▶ Requests:
a: In the roleplay forum thread, which service does EmeraldWuff mainly use for roleplaying?
b: Revise the roleplay forum thread from "## EmeraldWuff (Feb 10, 2018)" to "about other IM's.", changing "humor" to "comedy".
===== Provided text =====
# SFW Roleplay (Okay with mild fetishes) - Big choice of characters



## EmeraldWuff (Feb 10, 2018)

Hello there! Would anyone be interested in doing a SFW roleplay with me? Even though only SFW, I'm okay with any fetishes that don't involve private parts, for example belly expansion or feet/paws. I mostly like to do roleplays filled with humor. And short posts are completely fine, it's not writing a book after all, it's just for fun. The only thing needed is not texting like you're using a keyboard for the first time. I have multiple characters as well - there's a choice between mammals, reptiles and birds. I have only one female OC though. I mainly RP using Discord, but you can ask about other IM's.
My characters: Artwork Gallery for BlakeTromaville -- Fur Affinity [dot] net


----------



## Baalf (Feb 13, 2018)

I might be up for something. I got an idea for a one-on-one fighting tournament RP, and have an idea for a kangaroo villain, but...

I feel like I should ask you if you have any RP type preferences first.


----------



## EmeraldWuff (Feb 13, 2018)

BennyJackdaw said:


> I might be up for something. I got an idea for a one-on-one fighting tournament RP, and have an idea for a kangaroo villain, but...
> 
> I feel like I should ask you if you have any RP type preferences first.


I'm pretty much open to most things. I'm okay with long posts, but I prefer shorter ones


----------



## Baalf (Feb 13, 2018)

Yeah, me too.

Is the fighting tourney idea alright, or would you rather do something else? My idea was to have you play the main hero and for myself to play his opponents.


----------



## EmeraldWuff (Feb 13, 2018)

I guess we can discuss it more. Ya have Discord?


----------



## Baalf (Feb 13, 2018)

BlakeTromaville said:


> I guess we can discuss it more. Ya have Discord?






No.


----------



## EmeraldWuff (Feb 13, 2018)

Ah, I see. It'd be difficult to RP then


BennyJackdaw said:


> No.


----------



## Baalf (Feb 13, 2018)

How so? We could do it on the forum, through PM or even through e-mail. I don't see how it would be that difficult.


----------



## KiokuChan (Feb 18, 2018)

If you want short silly things I can probably try here and there. I don't know.


----------



## JackJackal (Feb 22, 2018)

I don't have discord but can we rp here?


----------



## HalfDeadHyena (Mar 1, 2018)

Yo, I’m interested! My discord is C4theSlime#9434 !


----------
===== Source material =====
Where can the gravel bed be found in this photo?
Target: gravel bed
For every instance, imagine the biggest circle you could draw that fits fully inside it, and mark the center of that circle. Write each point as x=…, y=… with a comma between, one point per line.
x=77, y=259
=====
▶ Written answers:
a: Discord.

b:
## EmeraldWuff (Feb 10, 2018)

Hello there! Would anyone be interested in doing a SFW roleplay with me? Even though only SFW, I'm okay with any fetishes that don't involve private parts, for example belly expansion or feet/paws. I mostly like to do roleplays filled with comedy. And short posts are completely fine, it's not writing a book after all, it's just for fun. The only thing needed is not texting like you're using a keyboard for the first time. I have multiple characters as well - there's a choice between mammals, reptiles and birds. I have only one female OC though. I mainly RP using Discord, but you can ask about other IM's.